-- Start READING PASSAGE --

Read our 52 NHI Breaches Analysis report for a comprehensive view of breaches impacting Non-Human Identities including AI Agents.
NHI Mgmt Group analysis
Identity-first zero trust is a governance shift, not a tooling preference. CISA’s updated model is useful because it makes identity the organising principle for least privilege, visibility, and continuous verification. That matters across human IAM, NHI governance, and PAM because access is now the common failure point across all three. Practitioners should read the model as a maturity benchmark for whether identity controls actually govern trust, not as another architecture diagram.
Static access assumptions are the real maturity gap. Traditional maturity presumes that access can be assigned, reviewed, and managed as a stable state. That assumption fails when access is dynamic across endpoints, clouds, service accounts, and entitlements that change faster than review cycles. The implication is that programmes built around periodic review alone will miss the operational reality of modern identity exposure.
Identity visibility is still the limiting factor in zero trust programmes. The control stack cannot enforce what it cannot see, and the article’s emphasis on visibility and analytics reflects that limitation. In enterprise identity programmes, hidden service accounts, orphaned credentials, and overprovisioned entitlements undermine zero trust faster than perimeter gaps do. Practitioners should treat identity inventory quality as a maturity gate, not a reporting metric.
Identity blast radius: when identity is the first pillar, every ungoverned credential becomes a direct path to broader compromise. This concept captures why identity compromise now scales faster than device or network compromise. It also explains why least privilege must be measured by effective access, not by policy language. The conclusion for teams is simple: if you cannot bound identity blast radius, you do not have mature zero trust.
Zero trust maturity now depends on cross-domain governance across human, machine, and workload identities. The article’s identity-first framing is important because it collapses the old separation between IAM, NHI, and workload security. Those controls now need shared visibility and shared enforcement logic. Practitioners should align ownership across teams that still manage identities in silos.
From our research:
- Only 5.7% of organisations have full visibility into their service accounts, according to Ultimate Guide to NHIs.
- 97% of NHIs carry excessive privileges, increasing unauthorised access and broadening the attack surface, according to the Ultimate Guide to NHIs.
- For a broader control baseline, see Ultimate Guide to NHIs , Standards for the frameworks that anchor least privilege and zero trust governance.
What this signals
Identity-first zero trust will push more organisations to measure access quality before they measure tooling coverage. As programmes mature, the practical question will be whether access can be continuously verified across users, service accounts, and workloads, not whether a policy exists on paper. The organisations that keep treating identity as a directory problem will keep finding that their zero trust posture is mostly declarative.

-- End READING PASSAGE --
-- Start SUPPLIED DATA --

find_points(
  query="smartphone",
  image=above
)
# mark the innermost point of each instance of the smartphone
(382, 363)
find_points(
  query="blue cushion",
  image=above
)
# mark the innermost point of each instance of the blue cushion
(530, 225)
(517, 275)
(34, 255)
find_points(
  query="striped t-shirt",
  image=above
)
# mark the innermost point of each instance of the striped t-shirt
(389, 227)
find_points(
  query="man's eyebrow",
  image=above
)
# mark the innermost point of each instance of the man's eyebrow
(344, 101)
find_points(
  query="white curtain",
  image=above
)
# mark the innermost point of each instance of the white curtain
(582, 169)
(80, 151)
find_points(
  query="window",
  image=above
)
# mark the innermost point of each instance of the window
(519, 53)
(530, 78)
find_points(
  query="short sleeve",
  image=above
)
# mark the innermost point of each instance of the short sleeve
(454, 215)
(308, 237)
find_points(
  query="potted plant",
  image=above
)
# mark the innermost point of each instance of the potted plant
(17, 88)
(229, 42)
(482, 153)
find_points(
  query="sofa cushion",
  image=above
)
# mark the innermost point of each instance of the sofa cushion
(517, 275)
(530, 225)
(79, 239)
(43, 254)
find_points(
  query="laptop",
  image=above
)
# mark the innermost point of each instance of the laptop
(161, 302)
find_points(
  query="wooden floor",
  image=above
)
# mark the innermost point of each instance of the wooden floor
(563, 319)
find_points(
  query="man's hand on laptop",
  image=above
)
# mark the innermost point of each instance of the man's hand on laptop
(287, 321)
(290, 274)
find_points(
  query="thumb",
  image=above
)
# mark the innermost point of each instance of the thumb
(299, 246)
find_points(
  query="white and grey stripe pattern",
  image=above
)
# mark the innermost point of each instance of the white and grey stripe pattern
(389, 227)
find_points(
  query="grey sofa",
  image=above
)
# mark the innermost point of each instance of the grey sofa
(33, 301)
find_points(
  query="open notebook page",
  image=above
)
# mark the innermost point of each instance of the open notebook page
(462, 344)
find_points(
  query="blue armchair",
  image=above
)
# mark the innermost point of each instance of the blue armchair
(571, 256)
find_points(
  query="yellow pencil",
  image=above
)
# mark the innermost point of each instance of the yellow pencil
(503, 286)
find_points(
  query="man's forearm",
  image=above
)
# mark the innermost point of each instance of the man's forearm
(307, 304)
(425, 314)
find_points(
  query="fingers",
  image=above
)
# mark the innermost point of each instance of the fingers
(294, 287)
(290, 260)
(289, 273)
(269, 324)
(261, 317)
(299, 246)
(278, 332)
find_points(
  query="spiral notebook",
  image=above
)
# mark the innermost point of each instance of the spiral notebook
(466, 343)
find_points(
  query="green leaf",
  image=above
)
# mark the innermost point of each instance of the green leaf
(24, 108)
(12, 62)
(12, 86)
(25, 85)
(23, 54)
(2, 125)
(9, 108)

-- End SUPPLIED DATA --
-- Start SUPPLIED DATA --

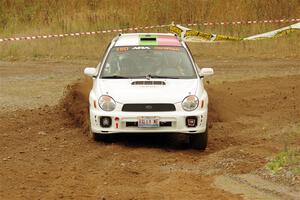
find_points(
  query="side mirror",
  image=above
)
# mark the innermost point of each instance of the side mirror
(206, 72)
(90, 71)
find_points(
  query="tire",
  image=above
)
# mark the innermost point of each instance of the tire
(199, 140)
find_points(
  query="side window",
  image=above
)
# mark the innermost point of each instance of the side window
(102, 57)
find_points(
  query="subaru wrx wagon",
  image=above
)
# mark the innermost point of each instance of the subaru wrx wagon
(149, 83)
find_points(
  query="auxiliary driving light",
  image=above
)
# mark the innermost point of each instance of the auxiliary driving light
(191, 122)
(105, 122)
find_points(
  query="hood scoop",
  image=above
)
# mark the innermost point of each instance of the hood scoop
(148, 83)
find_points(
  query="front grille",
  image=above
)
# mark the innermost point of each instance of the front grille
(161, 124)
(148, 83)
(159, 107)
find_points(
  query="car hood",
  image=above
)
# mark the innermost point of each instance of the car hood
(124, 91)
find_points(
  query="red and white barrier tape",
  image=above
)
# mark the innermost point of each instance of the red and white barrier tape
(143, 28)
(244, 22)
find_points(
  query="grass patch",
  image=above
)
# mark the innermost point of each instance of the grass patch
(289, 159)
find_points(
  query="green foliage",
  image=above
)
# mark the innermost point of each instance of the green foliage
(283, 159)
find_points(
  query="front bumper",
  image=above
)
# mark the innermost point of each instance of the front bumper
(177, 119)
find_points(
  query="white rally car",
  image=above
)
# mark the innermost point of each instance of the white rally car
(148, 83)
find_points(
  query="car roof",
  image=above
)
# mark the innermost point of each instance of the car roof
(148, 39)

-- End SUPPLIED DATA --

**PROBLEMS AND TASKS:**
1. Rename "blast radius" to "impact zone" in the part of the zero trust text starting at "Identity blast radius: when" and ending at "mature zero trust.", and give that part again.
2. Return every line of the records that contains the string "green", matching case exactly.
The text and the records are unrelated.

**SOLUTIONS BY TASK:**
1.
Identity impact zone: when identity is the first pillar, every ungoverned credential becomes a direct path to broader compromise. This concept captures why identity compromise now scales faster than device or network compromise. It also explains why least privilege must be measured by effective access, not by policy language. The conclusion for teams is simple: if you cannot bound identity impact zone, you do not have mature zero trust.

2.
  query="green leaf",
# mark the innermost point of each instance of the green leaf
  query="green foliage",
# mark the innermost point of each instance of the green foliage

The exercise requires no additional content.